[START GIVEN ENTRIES]
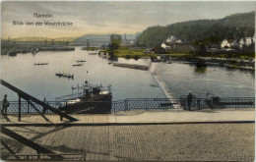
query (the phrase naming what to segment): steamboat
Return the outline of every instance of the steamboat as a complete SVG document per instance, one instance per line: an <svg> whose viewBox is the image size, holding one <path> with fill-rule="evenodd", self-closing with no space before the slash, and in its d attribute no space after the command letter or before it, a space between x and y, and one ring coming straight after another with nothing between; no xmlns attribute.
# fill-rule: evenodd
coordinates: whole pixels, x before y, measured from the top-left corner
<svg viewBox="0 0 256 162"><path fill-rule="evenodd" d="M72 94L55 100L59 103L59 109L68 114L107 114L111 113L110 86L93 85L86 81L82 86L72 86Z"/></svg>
[END GIVEN ENTRIES]
**PROBLEM STATEMENT:**
Write the lines of the entries above as a JSON list of strings, one string per line, skipping blank lines and leaving out the pictures.

**REPLY:**
[
  "query (the phrase naming what to segment): steamboat",
  "Return the outline of every instance of the steamboat as a complete SVG document per instance, one instance per line: an <svg> whose viewBox is the image size, holding one <path> with fill-rule=\"evenodd\", self-closing with no space before the slash, and in its d attribute no space after the command letter or before it, a space between x and y, and one ring coming straight after another with nothing between; no xmlns attribute.",
  "# fill-rule: evenodd",
  "coordinates: whole pixels, x before y, measured from the top-left corner",
  "<svg viewBox=\"0 0 256 162\"><path fill-rule=\"evenodd\" d=\"M72 94L55 100L59 103L59 109L68 114L107 114L111 113L110 86L93 85L86 81L82 86L72 86Z\"/></svg>"
]